(Exercise materials)
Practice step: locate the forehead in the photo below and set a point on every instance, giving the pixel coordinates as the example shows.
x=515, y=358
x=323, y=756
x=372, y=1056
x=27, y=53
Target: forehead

(Problem details)
Your answer must be a copy of every line in the data above that holds the string "forehead".

(Finished exercise)
Practice step: locate the forehead in the photo below and set a point on every instance, giving the pixel coordinates as the example shows.
Target: forehead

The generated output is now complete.